====== THE INPUT ======
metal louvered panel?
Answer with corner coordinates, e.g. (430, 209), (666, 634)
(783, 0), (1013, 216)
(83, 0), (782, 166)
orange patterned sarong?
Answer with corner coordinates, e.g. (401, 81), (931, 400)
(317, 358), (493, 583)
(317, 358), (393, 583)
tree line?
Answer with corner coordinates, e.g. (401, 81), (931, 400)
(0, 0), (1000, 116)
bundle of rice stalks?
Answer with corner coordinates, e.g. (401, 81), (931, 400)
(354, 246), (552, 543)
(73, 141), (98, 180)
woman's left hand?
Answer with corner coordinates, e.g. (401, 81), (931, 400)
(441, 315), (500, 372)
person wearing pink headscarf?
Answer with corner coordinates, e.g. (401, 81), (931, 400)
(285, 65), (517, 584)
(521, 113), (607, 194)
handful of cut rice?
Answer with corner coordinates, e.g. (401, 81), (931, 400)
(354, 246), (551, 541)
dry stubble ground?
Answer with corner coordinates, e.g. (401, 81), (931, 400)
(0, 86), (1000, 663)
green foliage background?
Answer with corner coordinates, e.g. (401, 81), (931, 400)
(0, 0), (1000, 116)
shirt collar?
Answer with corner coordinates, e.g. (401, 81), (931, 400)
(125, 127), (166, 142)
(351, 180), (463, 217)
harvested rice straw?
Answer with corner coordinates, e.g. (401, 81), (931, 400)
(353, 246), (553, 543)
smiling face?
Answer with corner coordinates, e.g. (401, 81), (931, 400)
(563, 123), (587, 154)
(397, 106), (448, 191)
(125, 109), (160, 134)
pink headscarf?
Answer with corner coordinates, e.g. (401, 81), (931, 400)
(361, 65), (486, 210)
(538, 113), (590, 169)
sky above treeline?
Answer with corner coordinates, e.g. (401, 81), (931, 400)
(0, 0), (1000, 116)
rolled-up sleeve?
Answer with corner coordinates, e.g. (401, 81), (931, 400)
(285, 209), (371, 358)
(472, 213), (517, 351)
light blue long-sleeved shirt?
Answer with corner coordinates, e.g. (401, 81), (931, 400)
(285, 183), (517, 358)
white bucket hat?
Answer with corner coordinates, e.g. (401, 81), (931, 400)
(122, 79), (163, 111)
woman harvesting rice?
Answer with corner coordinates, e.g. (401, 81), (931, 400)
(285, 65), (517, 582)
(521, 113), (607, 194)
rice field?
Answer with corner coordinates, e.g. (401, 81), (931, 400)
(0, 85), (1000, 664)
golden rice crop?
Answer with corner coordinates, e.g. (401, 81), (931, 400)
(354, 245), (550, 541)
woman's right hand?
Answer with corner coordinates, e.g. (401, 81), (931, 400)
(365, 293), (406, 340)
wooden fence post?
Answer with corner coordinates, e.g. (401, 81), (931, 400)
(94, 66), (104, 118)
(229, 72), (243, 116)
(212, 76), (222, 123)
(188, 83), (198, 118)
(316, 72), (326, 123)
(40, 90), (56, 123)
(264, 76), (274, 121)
======
■ INSTRUCTION
Convert the stretch of records from the start through the line containing "(472, 213), (517, 351)" into a numbered list, leaving out blank lines.

■ EXERCISE RESULT
1. metal louvered panel?
2. Answer with corner coordinates, e.g. (430, 209), (666, 634)
3. (783, 0), (1013, 216)
4. (83, 0), (782, 166)
5. orange patterned sarong?
6. Answer with corner coordinates, e.g. (401, 81), (931, 400)
7. (317, 358), (493, 583)
8. (317, 358), (393, 583)
9. tree line?
10. Answer with corner coordinates, e.g. (401, 81), (931, 400)
11. (0, 0), (1000, 116)
12. bundle of rice stalks?
13. Answer with corner coordinates, e.g. (401, 81), (931, 400)
14. (354, 246), (552, 543)
15. (73, 141), (98, 180)
16. woman's left hand?
17. Answer with corner coordinates, e.g. (401, 81), (931, 400)
18. (441, 315), (500, 372)
19. person wearing pink headscarf?
20. Answer with corner coordinates, e.g. (401, 81), (931, 400)
21. (285, 65), (517, 584)
22. (521, 113), (607, 194)
23. handful of cut rice?
24. Answer with corner coordinates, e.g. (401, 81), (931, 400)
25. (354, 246), (551, 541)
26. dry stubble ground?
27. Answer with corner coordinates, e.g. (401, 81), (931, 400)
28. (0, 86), (1000, 663)
29. green foliage background?
30. Answer with corner coordinates, e.g. (401, 81), (931, 400)
31. (0, 0), (1000, 116)
32. shirt collar?
33. Answer with corner coordinates, e.g. (401, 81), (931, 400)
34. (125, 127), (166, 142)
35. (351, 180), (463, 217)
36. harvested rice straw?
37. Answer with corner coordinates, e.g. (401, 81), (931, 400)
38. (353, 246), (553, 543)
39. smiling face?
40. Answer with corner coordinates, e.g. (401, 81), (931, 400)
41. (563, 123), (587, 154)
42. (397, 106), (448, 191)
43. (125, 109), (160, 134)
44. pink headscarf?
45. Answer with corner coordinates, e.g. (401, 81), (931, 400)
46. (361, 65), (486, 210)
47. (538, 113), (590, 169)
48. sky above treeline?
49. Answer with corner coordinates, e.g. (401, 81), (931, 400)
50. (0, 0), (1000, 116)
51. rolled-up sleeve?
52. Answer with corner coordinates, e.g. (401, 81), (931, 400)
53. (285, 209), (371, 358)
54. (472, 213), (517, 351)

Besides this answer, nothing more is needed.